[Task goal]: Reproduce every line of the entries below verbatim, omitting the pictures.

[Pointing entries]
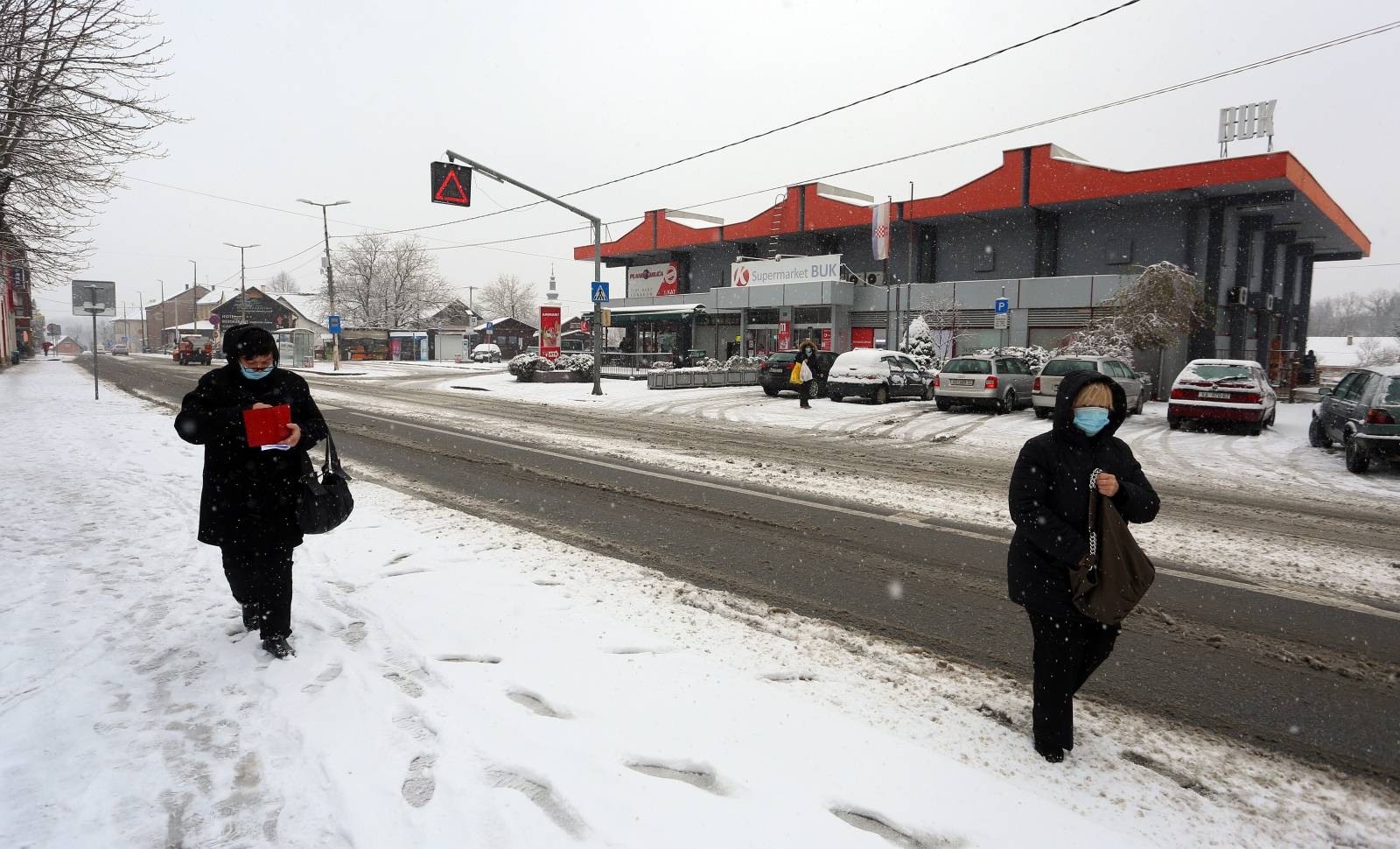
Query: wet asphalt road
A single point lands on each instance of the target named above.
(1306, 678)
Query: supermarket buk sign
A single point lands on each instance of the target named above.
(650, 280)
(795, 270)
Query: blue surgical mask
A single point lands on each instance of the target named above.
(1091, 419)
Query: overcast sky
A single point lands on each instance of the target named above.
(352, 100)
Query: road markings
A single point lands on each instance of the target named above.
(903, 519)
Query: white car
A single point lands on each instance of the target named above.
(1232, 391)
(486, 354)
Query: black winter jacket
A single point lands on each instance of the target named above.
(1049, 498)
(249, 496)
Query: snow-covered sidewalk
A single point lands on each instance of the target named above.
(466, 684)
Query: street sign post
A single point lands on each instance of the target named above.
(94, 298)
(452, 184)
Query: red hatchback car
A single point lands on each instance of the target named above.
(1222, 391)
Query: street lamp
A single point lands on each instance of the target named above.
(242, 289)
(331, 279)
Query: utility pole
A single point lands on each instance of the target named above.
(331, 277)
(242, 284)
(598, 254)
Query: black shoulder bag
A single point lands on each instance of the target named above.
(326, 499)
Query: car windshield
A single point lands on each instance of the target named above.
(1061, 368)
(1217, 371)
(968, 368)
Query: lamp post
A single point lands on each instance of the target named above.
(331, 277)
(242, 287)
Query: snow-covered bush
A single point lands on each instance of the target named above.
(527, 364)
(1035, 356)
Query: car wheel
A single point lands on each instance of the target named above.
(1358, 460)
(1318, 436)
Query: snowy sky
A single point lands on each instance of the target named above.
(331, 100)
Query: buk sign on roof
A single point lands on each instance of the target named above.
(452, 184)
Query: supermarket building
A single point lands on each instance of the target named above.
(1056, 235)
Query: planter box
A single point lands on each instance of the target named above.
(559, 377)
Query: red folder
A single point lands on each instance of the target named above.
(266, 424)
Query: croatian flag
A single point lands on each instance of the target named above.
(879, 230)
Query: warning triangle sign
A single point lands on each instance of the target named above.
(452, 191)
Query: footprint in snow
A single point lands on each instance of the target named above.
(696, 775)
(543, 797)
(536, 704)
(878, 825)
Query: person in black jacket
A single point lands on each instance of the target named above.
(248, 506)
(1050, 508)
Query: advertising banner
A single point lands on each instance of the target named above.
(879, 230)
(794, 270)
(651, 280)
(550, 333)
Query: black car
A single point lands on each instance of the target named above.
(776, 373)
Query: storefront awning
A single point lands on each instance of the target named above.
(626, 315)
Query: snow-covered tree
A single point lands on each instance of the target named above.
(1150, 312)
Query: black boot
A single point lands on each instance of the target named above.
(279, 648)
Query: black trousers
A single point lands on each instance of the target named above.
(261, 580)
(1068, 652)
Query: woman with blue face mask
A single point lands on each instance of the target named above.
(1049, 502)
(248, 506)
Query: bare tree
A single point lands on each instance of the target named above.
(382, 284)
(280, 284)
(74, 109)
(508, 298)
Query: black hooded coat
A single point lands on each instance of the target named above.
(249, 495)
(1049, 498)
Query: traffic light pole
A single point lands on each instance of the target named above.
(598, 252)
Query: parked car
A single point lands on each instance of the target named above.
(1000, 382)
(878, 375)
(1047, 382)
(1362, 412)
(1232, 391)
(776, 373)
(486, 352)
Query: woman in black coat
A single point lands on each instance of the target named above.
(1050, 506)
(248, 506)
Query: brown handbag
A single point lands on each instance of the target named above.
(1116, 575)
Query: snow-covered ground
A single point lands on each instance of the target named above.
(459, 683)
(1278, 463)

[Solution below]:
Query: wet asphalt road
A single point lands on each instance of the target named above.
(1306, 678)
Query: supermarket buk sign
A single point lands on each instance of the target named above.
(650, 280)
(795, 270)
Query: blue surgical mask
A single point lands on each instance of the target named above.
(1091, 419)
Query: overcast sky
A single point lands on each instance of the target named above.
(352, 100)
Query: road markings
A single point lands on each instance of the target named above.
(903, 519)
Query: white car
A single point lands on each instance of the target named above.
(1232, 391)
(486, 354)
Query: black winter jacket
A single point lands on each instance of the target named above.
(1049, 498)
(249, 496)
Query: snow-covered sidewalk
A single point lands on each instance of the target named above.
(466, 684)
Query: street sign post
A single point lands on each instance of the target named above.
(94, 298)
(452, 184)
Query: red hatchback car
A single point lands on each instance of the target named above.
(1222, 391)
Query: street lamp
A single point lands on each instance of the target named above.
(242, 289)
(331, 279)
Query: utility pole
A single point lands on each instance of the target named above.
(331, 277)
(242, 284)
(598, 254)
Query: black shoulder bag
A single point lands on each instance of the target named above.
(326, 499)
Query: car windshield
A single point lands on each instance of the target named above.
(1061, 368)
(1217, 371)
(968, 368)
Query: lamp post
A single point lands on each instance of the target named above.
(331, 277)
(242, 287)
Query: snow-covered bush
A single point lands on each instance of the target named above.
(527, 364)
(1035, 356)
Query: car wheel
A single point lands on each instance of the target named above.
(1358, 460)
(1318, 436)
Query: snowy sky
A single point lands on each instance of the target named above.
(331, 100)
Query: buk sign on roof
A single point lands on each instance of the target named above.
(452, 184)
Query: supermarket building
A single point lands on each instance of the target named above.
(1056, 235)
Query: planter box
A single point lands on each instance of the target named above.
(559, 377)
Query: red folder
A single point lands on each instance of the target named above.
(266, 424)
Query: croatian flag
A single point lands on each instance of the target named above.
(879, 230)
Query: warning triangle sign
A single point lands on each instance of the target named above.
(452, 191)
Query: footprint in snow
A single point lands on each instance of the target named above.
(696, 775)
(543, 797)
(536, 704)
(878, 825)
Query: person in black jacket
A single point lands on each instance of the target named above.
(248, 506)
(1050, 508)
Query: advertising banner
A single point lands on each instance of the target named above.
(879, 230)
(794, 270)
(651, 280)
(550, 333)
Query: black car
A single point lands on each instance of the target named above.
(776, 373)
Query: storefront awning
A single point lands on each instance of the target named above.
(626, 315)
Query: snow-covered tree
A single point lands on each instance of the target named above.
(1150, 312)
Query: black boot
A single point lands on each instance of the target named above.
(279, 648)
Query: black trousers
A single point lands on each instance of the target named above.
(261, 580)
(1068, 652)
Query: woman with blue face mask
A single point lands on each instance of the target named above.
(1049, 502)
(248, 506)
Query: bare tree
A single point lands on each instance of the target named above.
(382, 284)
(280, 284)
(74, 109)
(508, 298)
Query: black hooded coat
A single point lands on each instance of the target named above.
(249, 495)
(1049, 498)
Query: traffic light pole
A single point lands on each instance of the target named above.
(598, 252)
Query: parked car
A single point lands on each instance of the target named above.
(1000, 382)
(878, 375)
(1047, 382)
(1362, 412)
(1232, 391)
(776, 373)
(486, 352)
Query: woman in black coat
A single point lands on each instance of the target named above.
(1050, 506)
(248, 506)
Query: brown handbag
A single point lands on each instance of the target named above.
(1116, 575)
Query: snow-covered ground
A single point lands on each instance of the target named above.
(459, 683)
(1278, 463)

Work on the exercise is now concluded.